● DOCUMENT TEXT

That's probably not going to happen 









I saw a news report about it yesterday and I found it funny that NONE of the people they interviewed who supported Man United were from Manchester (and a lot of Manchester United fans I know have never even been to Mancheser). The reason I don't like Manchester United is because a lot of their fans are glory hunting bastards who follow them because they have a great team who win a lot; whereas the majority of people from Manchester support Manchester City 

I couldn't really give an arse. I would watch if it wasn't two English teams because it would be a bit of a contest then to see if the cup comes to England. With two English teams, neither of which I support (I'm an Aston Villa fan) then there's no reason for me to watch because either way we get the cup 

I'm expecting to hear of violence in the streets of Russia on the news though mainly because of the stabbing of a St. Petersburg fan in England not long ago; apparently (according to an interview with a reknowned Russian football hooligan on Sky Sports News) Russian football hooligans are looking to test the English fans strength and offer out some kind of payback for the stabbing of the St. Petersburg fan. I hope nothing comes of it because its this kind of thing that ruins sport for everyone who isn't a complete plank.


----------



## Sebastian (May 21, 2008)

DelfinoPie said:


> (and a lot of Manchester United fans I know have never even been to Mancheser)



Well im a United fan ... for 12 years now and i have never been to Manchester 

actually .. i have never been abroad.. ( only to Slovakia...)


----------



## DelfinoPie (May 21, 2008)

Sebastian said:


> Well im a United fan ... for 12 years now and i have never been to Manchester
> 
> actually .. i have never been abroad.. ( only to Slovakia...)



I can't really judge much, I support the Boston Bruins (NHL) and I've never been to Boston (yet)...but trust me, its far from glory hunting...they're shit 

I can't remember the reason why I support them either 

At the end of the day its each to his own, and I hope its an entertaining match for everyone who wants to watch it. At the end of the day thats what its all about; being entertained and having a good time


----------



## Sebastian (May 21, 2008)

YEAHHHHHHHHHHHHHH  

MANCHESTER UNITED WON !!!!!!!!!!!!!  


6:5 after the penalty shootout !!!

FUCK YEAH !!!!!!


----------



## Battousai (May 21, 2008)

UNITEDDDD!!!!!!!!!!!!


FUCKKKKK WHAT A MATCH HOT DAMN !!!

Van Der Sar Won the game for us that last save was beautiful!!



WHOS WITH ME!!









GLOOOOORY GLOOORY MAN UNIIIIIIITEDDDD!!

*drunk and happy.. *


----------



## Pauly (May 21, 2008)

If Terry hadn't have slipped then Chelsea would have won, which would have been fitting as Ronaldo was way too cocky with his penalty. However he fluffed it and that gave United the momentum to put all there's away. Oh well, I'm sure he'll get over it!


----------



## Battousai (May 21, 2008)

Pauly said:


> If Terry hadn't have slipped then Chelsea would have won, which would have been fitting as Ronaldo was way too cocky with his penalty. However he fluffed it and that gave United the momentum to put all there's away. Oh well, I'm sure he'll get over it!



you cant say that tho.. he could have still missed it... and you cant go with with the train of thought of if terry hasnt missed it chelsea would have won otherwise youd have to mention any number of chances both sides lost that wouldve ended up in the decided because they were draw for pretty much the whole game..

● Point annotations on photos
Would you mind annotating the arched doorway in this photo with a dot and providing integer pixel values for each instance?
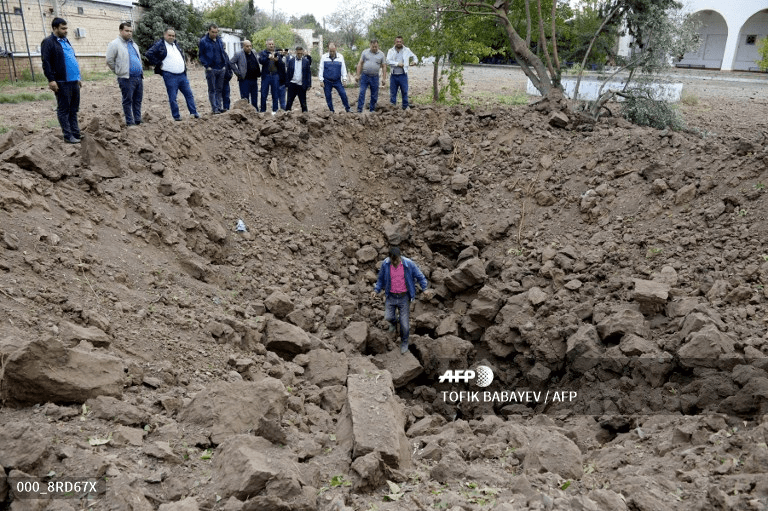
(712, 38)
(754, 29)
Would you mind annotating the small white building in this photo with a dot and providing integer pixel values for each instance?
(233, 43)
(729, 34)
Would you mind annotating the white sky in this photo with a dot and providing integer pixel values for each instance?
(296, 8)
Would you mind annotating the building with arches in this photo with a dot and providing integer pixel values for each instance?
(729, 34)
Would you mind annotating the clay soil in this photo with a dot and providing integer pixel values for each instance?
(625, 264)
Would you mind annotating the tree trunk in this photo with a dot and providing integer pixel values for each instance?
(528, 23)
(532, 65)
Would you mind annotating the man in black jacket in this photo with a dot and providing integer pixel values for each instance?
(63, 73)
(168, 58)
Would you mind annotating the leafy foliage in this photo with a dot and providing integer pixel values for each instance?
(282, 34)
(640, 108)
(762, 49)
(186, 20)
(431, 32)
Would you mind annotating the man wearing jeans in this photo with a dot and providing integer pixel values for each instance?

● EXERCISE OBJECTIVE
Reproduce, word for word, the part of the forum thread above that opens with the words "I can't remember" and closes with "UNITED WON !!!!!!!!!!!!!".

● TASK RESPONSE
I can't remember the reason why I support them either 

At the end of the day its each to his own, and I hope its an entertaining match for everyone who wants to watch it. At the end of the day thats what its all about; being entertained and having a good time


----------



## Sebastian (May 21, 2008)

YEAHHHHHHHHHHHHHH  

MANCHESTER UNITED WON !!!!!!!!!!!!!